TEXT SEGMENT:
And from all present appearances, by the end of this year we will be getting additional help from at least twenty-five major research programs being undertaken by universities, medical schools and research foundations -- all of which programs will be based on the functions and applications of the new machines. The results off which work will eventually be published in one form or another -- here and/or elsewhere.

Some related problems will probably never be solved -- others will be solved only long in the future; but in the meantime, quite a bit is already very clear to us -- at least for practical utilization purposes -- and much of this information can be put to very good use.

In previous articles, I have repeatedly stressed the requirement for maximum-possible intensity of effort, I have stated that each set of every exercise must be carried to a point of utter failure. Yet, the truth of the matter may well be -- probably is that something less than such maximum-possible effort would produce equally good results. That is to say; MAYBE you can produce best results WITHOUT doing your exercises to a point of failure. However -- and let there be no slightest doubt on this if that should be the case, then it is a point that will never be proven; and even if proven, it will still be of no slightest value -- because, even in possession of such information, just how do you make practical use of it? How do you measure it? How do you know when a particular set has reached the required percentile of maximumpossible effort?

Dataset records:
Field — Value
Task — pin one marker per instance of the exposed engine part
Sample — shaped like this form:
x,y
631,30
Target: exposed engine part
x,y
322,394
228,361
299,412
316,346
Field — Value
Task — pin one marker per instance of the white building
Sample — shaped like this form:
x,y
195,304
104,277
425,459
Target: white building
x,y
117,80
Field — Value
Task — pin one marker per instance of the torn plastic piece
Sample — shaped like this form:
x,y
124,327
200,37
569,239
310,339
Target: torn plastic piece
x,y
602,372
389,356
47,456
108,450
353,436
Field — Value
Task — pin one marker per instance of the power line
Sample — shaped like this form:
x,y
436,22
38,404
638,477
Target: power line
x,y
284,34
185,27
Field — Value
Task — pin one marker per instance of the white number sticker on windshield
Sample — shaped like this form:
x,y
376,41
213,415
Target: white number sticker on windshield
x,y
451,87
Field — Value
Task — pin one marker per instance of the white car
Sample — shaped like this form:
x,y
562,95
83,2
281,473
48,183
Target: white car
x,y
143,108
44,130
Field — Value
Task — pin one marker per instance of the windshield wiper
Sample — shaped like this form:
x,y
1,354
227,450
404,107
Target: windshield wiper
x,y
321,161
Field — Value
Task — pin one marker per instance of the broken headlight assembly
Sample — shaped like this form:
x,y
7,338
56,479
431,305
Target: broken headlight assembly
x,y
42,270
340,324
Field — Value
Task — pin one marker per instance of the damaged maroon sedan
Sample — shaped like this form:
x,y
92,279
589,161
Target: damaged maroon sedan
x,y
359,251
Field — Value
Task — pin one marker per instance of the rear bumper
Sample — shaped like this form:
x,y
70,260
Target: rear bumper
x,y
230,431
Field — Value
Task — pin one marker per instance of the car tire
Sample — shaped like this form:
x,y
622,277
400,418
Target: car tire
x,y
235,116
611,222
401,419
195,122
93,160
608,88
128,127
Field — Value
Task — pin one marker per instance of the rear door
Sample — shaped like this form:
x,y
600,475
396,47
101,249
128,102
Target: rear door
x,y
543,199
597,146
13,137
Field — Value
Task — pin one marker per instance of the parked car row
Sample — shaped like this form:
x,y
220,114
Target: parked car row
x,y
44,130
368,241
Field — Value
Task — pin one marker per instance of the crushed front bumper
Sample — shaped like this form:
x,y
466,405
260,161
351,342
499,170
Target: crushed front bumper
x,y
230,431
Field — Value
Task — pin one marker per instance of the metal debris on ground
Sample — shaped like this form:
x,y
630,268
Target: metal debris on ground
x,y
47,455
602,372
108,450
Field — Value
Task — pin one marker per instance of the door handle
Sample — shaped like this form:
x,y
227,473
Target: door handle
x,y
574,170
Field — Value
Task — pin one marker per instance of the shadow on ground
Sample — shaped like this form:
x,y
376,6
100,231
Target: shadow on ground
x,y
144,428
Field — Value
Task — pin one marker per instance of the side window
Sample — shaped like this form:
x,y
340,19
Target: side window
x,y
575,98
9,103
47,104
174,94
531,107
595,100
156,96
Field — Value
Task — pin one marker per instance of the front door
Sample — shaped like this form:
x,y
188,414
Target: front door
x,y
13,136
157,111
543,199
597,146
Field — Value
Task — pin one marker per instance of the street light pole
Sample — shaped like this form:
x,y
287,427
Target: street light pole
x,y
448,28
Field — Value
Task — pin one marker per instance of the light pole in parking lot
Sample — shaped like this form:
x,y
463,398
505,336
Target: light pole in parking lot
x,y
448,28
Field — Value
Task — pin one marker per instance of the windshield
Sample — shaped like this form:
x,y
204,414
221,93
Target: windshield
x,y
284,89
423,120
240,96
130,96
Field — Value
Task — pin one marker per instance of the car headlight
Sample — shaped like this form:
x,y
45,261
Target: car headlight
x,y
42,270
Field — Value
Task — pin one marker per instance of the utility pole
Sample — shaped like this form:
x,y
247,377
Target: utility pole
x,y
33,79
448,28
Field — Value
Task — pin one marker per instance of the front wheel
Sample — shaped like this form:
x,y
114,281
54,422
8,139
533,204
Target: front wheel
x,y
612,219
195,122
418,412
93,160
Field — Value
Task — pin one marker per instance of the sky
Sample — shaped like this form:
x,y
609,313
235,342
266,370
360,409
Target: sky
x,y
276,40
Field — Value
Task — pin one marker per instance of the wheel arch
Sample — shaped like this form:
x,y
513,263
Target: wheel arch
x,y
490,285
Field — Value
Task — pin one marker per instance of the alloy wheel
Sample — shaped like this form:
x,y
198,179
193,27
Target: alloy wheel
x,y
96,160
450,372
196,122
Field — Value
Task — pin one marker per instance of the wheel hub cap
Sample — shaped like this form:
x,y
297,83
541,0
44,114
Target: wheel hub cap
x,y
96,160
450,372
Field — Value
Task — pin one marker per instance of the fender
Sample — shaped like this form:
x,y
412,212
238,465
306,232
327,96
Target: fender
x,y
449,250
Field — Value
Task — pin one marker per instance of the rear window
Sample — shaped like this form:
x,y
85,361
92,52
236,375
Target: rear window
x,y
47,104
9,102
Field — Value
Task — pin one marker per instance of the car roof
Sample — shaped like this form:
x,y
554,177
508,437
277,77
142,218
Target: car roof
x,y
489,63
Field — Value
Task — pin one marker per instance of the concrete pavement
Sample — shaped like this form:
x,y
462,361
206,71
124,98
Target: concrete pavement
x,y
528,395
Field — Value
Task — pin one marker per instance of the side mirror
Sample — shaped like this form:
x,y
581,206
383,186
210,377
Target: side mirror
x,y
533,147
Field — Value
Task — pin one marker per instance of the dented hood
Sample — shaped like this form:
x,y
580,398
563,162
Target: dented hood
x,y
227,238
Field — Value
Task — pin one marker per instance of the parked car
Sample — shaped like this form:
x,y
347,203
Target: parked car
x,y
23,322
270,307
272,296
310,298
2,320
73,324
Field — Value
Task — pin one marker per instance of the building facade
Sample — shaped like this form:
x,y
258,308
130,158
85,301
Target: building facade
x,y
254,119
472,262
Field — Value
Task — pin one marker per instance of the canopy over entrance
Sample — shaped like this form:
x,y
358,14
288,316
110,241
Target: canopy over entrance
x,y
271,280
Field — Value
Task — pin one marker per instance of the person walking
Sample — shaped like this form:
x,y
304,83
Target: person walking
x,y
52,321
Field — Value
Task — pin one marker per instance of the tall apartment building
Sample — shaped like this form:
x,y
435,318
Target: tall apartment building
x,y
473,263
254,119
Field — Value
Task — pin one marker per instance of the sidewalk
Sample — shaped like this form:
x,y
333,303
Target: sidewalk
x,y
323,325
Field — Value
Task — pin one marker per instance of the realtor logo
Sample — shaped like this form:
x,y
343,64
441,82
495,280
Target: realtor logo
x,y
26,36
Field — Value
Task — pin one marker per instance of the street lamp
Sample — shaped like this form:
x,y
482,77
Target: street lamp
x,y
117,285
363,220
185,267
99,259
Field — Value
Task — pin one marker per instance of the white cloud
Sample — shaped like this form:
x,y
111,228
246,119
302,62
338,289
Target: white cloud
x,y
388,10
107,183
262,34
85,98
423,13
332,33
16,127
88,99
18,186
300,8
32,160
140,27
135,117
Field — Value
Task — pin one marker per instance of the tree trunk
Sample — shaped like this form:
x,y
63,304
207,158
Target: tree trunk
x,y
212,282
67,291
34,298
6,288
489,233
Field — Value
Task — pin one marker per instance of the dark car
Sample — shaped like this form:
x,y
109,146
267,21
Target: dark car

WHAT YOU HAVE TO DO: Say whether each statement agrees with the text on exercise effort above, answering yes or no and quoting the deciding words. (a) The writer expects help from at least twenty-five research programs by the end of the year. (b) The writer says all related problems will be solved soon. (c) The writer says it has been proven that stopping short of failure gives better results.

EXERCISE OUTPUT:
(a) Yes: "by the end of this year we will be getting additional help from at least twenty-five major research programs"
(b) No: "Some related problems will probably never be solved"
(c) No: "if that should be the case, then it is a point that will never be proven"